─── DATA FOR THIS TASK ───

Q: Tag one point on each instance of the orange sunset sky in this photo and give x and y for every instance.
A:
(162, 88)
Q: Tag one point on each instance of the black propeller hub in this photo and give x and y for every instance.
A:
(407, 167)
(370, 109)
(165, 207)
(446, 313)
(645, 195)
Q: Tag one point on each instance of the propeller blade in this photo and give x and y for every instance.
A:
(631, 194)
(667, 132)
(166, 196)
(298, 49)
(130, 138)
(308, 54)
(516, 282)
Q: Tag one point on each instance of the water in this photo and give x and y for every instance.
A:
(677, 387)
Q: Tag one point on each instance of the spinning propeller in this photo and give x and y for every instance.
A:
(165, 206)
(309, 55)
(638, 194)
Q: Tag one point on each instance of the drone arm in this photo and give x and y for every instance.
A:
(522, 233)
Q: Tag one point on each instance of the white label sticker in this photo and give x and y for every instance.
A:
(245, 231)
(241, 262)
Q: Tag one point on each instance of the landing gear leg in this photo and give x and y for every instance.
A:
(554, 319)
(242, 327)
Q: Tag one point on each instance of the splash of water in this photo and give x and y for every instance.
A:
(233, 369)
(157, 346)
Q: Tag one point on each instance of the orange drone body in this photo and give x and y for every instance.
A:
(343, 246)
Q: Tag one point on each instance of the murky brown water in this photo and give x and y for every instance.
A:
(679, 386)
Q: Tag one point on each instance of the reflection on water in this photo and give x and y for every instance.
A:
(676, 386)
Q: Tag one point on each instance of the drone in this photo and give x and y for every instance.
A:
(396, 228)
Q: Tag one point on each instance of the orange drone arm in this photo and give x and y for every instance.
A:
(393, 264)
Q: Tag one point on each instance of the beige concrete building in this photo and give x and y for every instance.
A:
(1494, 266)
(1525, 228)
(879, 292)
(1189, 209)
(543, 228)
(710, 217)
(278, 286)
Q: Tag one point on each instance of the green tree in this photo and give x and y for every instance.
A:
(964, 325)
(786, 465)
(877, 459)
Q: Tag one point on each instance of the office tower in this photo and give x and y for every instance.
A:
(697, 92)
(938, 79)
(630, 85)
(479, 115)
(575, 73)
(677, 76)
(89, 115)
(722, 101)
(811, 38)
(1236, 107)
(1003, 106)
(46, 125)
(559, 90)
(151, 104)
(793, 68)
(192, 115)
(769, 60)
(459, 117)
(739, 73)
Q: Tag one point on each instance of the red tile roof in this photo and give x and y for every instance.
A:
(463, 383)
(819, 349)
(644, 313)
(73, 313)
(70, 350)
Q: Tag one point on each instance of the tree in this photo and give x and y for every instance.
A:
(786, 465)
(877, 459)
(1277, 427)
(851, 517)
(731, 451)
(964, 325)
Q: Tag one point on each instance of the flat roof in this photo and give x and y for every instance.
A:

───

# [TASK GOAL]
Word for word, retype all of the material.

# [RESPONSE AREA]
Q: Tag one point on each instance of the orange sunset sky in this photo and give x and y for every instance.
A:
(162, 88)
Q: Tag one point on each instance of the black propeller hub in this photo and give x and y for every instance.
A:
(407, 167)
(370, 109)
(165, 207)
(446, 313)
(645, 195)
Q: Tag one point on each instance of the propeller blade in this photo and give x and y for every instance.
A:
(631, 194)
(667, 132)
(166, 196)
(298, 49)
(130, 138)
(308, 54)
(516, 282)
Q: Tag one point on each instance of the water in this photo and give x and y for every instance.
A:
(677, 387)
Q: Tag one point on each instance of the spinning propeller in this photo and give x and y for every instance.
A:
(165, 206)
(309, 55)
(638, 194)
Q: Tag one point on each instance of the drone arm in this photo and give x and y for every instance.
A:
(522, 233)
Q: Tag one point on each instance of the white label sticker in this photo and give x and y for every instance.
A:
(245, 231)
(241, 262)
Q: Tag one point on each instance of the landing gear leg in this photo and give x and y for every instance.
A:
(554, 319)
(242, 327)
Q: Tag one point on each instance of the splash of water in this photo and give x and y for every instance.
A:
(233, 369)
(157, 346)
Q: Tag one point on each instance of the orange drone body in this photo and give x and y for every instance.
A:
(343, 246)
Q: Tag one point on each instance of the murky brown water in this photo and give x and y for every instance.
A:
(679, 386)
Q: Tag one point on each instance of the reflection on water in this photo and give x and y for every instance.
A:
(676, 386)
Q: Tag one point on each instance of the drone in this photo and give x and y for every instance.
A:
(396, 228)
Q: Tag one point on each instance of the orange drone arm in this photo and give x and y for every instance.
A:
(393, 264)
Q: Tag one point on each instance of the beige concrete building in this photo and give x and y for every instance.
A:
(1494, 266)
(1525, 228)
(879, 292)
(1189, 209)
(543, 228)
(710, 217)
(278, 286)
Q: Tag one point on each instance of the green tree in this photo and give x and y for every instance.
A:
(964, 325)
(786, 465)
(877, 459)
Q: Tag one point on each instance of the office tower in this photo and give x and y for every instance.
A:
(697, 92)
(938, 79)
(630, 85)
(479, 115)
(575, 73)
(677, 76)
(89, 115)
(722, 101)
(811, 38)
(1236, 107)
(1003, 106)
(46, 125)
(559, 90)
(151, 104)
(793, 68)
(192, 115)
(769, 60)
(459, 117)
(739, 73)
Q: Tag one point on each instance of the red tile roof in this photo and give x and y for every instance.
A:
(463, 383)
(819, 349)
(644, 313)
(73, 313)
(70, 350)
Q: Tag one point on each instance of the tree in this photo and give x and y for every instance.
A:
(786, 465)
(877, 459)
(1277, 427)
(851, 517)
(731, 451)
(964, 325)
Q: Tag one point on each instance of the flat roof in this photo and give x and y for every instance.
A:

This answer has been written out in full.